(Aim of the exercise):
How does the MRSA abstract read between "Print version ISSN 0004-0584On-line version ISSN 1688-1249" and "outpatient children .", inclusive, if you change "outbreak" to "epidemic"?
::: Text section :::
Print version ISSN 0004-0584On-line version ISSN 1688-1249


MAS, Mariana et al. Outpatient skin and soft tissue infections treated in a pediatric hospital in Uruguay after 10 years of MRSA epidemic. Arch. Pediatr. Urug. [online]. 2018, vol.89, n.4, pp.251-256. ISSN 0004-0584.

There was an outbreak of community-acquired methicillin-resistant staphylococcus aureus (MRSA) in Uruguay in 2001. The identified germs found in skin and soft tissue infections (S and ST) varied, and reached 60%. Recent studies in Uruguay have shown changes in the types of infections acquired by hospitalized children.


to determine MRSA prevalence and susceptibility to antibiotics in outpatient children .
::: Data shown :::
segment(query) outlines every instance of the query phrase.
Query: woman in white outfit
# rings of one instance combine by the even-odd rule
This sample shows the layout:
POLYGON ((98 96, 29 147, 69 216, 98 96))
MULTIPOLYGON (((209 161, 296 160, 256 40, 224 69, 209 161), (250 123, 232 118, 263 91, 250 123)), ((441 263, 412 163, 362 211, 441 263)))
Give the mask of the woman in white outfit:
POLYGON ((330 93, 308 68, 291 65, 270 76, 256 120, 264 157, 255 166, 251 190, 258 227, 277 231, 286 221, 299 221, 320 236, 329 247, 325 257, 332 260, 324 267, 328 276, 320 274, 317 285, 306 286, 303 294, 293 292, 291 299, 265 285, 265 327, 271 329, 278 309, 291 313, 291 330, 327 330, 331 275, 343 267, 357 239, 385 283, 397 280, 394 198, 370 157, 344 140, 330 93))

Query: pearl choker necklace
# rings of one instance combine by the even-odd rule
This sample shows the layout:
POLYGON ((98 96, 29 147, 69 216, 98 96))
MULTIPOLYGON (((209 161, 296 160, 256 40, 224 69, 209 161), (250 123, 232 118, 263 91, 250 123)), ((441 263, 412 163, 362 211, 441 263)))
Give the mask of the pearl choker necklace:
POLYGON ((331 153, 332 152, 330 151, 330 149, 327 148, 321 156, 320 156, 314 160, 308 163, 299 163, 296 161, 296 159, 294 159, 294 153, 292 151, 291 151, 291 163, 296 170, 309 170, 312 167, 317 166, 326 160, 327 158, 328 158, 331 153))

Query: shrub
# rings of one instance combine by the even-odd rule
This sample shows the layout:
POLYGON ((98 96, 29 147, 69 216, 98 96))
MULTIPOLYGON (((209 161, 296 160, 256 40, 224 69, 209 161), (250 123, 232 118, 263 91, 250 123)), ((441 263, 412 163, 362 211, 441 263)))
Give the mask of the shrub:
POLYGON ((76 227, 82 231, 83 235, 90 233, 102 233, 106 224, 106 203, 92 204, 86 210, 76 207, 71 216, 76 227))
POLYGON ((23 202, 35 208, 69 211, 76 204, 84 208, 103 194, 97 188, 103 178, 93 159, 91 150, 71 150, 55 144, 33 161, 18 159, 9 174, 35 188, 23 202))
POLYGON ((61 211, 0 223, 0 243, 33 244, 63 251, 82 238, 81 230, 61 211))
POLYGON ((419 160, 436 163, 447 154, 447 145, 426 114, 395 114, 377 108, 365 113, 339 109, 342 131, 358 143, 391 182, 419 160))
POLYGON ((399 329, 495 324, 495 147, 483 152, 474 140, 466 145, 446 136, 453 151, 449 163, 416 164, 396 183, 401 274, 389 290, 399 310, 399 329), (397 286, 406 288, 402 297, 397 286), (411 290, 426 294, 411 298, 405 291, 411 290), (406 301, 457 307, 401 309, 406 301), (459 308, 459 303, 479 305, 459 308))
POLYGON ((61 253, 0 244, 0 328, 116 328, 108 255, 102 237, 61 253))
:::
(The completed task):
Print version ISSN 0004-0584On-line version ISSN 1688-1249


MAS, Mariana et al. Outpatient skin and soft tissue infections treated in a pediatric hospital in Uruguay after 10 years of MRSA epidemic. Arch. Pediatr. Urug. [online]. 2018, vol.89, n.4, pp.251-256. ISSN 0004-0584.

There was an epidemic of community-acquired methicillin-resistant staphylococcus aureus (MRSA) in Uruguay in 2001. The identified germs found in skin and soft tissue infections (S and ST) varied, and reached 60%. Recent studies in Uruguay have shown changes in the types of infections acquired by hospitalized children.


to determine MRSA prevalence and susceptibility to antibiotics in outpatient children .